_Selected extract_
::::::::
Valmiki, the ancient poet, who wrote the Ramayana, could talk about the perfect king during his time, because Dharma revealed itself in the phenomenal world. In other words, people lived their Real Self and, therefore, revealed their essential nature. Time, experienced as the pure consciousness, revealed its essential nature. Gods walked on this land. The time of the Ramayana is Ideal.

Nonetheless, Vyasa had to take into consideration the moral degeneration of his time and meditate upon the process of making the perfect king that is, the process of attaining Dharma. However, things degenerate further in Kaliyuga, our age, as John Algeo, former President of the Theosophical Society America, writes:
‘In Indian dice, kali is the one-spot; and to throw a kali is to lose the game—to crap out. So the Kaliyuga is the most degenerate era of history, the losing time. Arjuna foresees that the onset of the Kaliyuga will result from the battle.’
Kaliyuga is the age of Apparent Self, the ego. Hence, the one-spot, the ‘I’, is the form of time. Gita unfolds during a period, when time itself is about to take a spin on its pedestal. The Song Celestial, thus, is a teaching for humanity, to arm itself against its own degeneration.

At another level, it is part of the Hindu metaphysics and cosmology. In this metaphysics, the Trinity is personified in the triple synthesis of time. First, Brahma is immoveable and eternal. It is the pure consciousness, the original cause of creation. Secondly, Vishnu personifies the force that maintains the great cycles of time. Of the ten grand cycles, we live in Kaliyuga, the last cycle. Each cycle ends with one of his new incarnations, and Krishna is among them. The divine itself reoccurs in time, and for this reason, Vishnu also personifies the eternal reoccurrence of life. Life reoccurs until one realises the pure consciousness, the Real Self. He is the personification of the circular time.
::::::::
_Excerpted records_
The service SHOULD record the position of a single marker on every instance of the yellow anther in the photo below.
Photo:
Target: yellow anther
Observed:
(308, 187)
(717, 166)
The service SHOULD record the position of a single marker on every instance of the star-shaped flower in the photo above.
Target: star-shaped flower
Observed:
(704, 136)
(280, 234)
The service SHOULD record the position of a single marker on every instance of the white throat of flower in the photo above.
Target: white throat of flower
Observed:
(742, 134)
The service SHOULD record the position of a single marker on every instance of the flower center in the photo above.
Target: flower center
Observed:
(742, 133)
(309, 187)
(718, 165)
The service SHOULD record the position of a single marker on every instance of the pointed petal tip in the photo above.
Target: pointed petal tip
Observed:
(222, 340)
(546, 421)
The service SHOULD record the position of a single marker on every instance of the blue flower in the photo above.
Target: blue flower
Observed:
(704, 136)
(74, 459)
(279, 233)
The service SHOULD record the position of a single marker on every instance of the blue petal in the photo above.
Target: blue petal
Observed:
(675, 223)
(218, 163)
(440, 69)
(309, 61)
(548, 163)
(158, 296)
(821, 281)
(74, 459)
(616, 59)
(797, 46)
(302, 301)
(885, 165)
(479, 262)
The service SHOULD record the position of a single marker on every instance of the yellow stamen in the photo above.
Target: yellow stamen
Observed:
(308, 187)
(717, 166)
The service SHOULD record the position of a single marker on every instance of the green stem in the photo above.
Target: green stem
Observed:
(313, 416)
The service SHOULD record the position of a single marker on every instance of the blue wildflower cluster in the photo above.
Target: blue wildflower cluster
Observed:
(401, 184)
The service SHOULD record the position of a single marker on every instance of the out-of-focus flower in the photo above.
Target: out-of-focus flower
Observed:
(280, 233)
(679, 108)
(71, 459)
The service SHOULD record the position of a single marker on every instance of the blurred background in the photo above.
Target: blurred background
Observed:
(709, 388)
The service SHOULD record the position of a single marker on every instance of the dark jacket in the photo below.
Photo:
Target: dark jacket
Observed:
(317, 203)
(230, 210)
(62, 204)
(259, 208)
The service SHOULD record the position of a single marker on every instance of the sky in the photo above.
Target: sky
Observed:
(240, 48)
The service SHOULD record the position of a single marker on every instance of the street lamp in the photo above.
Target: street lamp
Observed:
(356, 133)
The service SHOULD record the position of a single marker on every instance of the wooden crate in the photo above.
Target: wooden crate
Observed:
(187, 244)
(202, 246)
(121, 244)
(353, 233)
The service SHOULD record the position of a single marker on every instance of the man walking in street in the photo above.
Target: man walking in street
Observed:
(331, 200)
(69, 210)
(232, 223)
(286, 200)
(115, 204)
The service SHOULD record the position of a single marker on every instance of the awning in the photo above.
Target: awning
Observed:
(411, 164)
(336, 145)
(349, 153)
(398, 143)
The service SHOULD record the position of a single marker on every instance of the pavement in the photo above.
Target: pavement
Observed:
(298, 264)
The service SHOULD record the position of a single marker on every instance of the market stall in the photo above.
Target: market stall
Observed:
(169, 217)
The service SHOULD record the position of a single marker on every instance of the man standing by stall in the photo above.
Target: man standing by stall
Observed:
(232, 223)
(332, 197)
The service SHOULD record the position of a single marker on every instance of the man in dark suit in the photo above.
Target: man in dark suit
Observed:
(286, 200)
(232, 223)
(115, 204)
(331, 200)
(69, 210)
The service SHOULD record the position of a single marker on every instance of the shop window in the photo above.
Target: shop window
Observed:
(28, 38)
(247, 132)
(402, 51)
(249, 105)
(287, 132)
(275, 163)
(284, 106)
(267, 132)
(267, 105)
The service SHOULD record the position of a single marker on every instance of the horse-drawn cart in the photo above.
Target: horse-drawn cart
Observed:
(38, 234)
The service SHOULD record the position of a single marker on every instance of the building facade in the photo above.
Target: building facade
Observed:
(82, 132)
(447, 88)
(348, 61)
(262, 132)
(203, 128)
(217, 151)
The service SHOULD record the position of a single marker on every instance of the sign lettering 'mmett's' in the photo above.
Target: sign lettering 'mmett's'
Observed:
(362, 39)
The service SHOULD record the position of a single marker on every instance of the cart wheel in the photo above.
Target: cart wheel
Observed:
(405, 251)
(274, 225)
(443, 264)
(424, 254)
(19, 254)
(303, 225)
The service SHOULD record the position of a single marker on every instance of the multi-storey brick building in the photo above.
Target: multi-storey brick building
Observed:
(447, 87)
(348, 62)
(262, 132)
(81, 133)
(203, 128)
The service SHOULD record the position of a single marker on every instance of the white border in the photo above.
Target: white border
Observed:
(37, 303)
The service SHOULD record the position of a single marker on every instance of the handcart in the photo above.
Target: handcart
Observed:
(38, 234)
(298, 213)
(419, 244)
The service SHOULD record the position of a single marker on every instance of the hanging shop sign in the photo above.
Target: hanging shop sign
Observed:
::::::::
_Stated problem_
Reproduce the excerpt about the Gita and Kaliyuga word for word, everything from "Valmiki, the ancient" down to "Ramayana is Ideal.".

_Result of this task_
Valmiki, the ancient poet, who wrote the Ramayana, could talk about the perfect king during his time, because Dharma revealed itself in the phenomenal world. In other words, people lived their Real Self and, therefore, revealed their essential nature. Time, experienced as the pure consciousness, revealed its essential nature. Gods walked on this land. The time of the Ramayana is Ideal.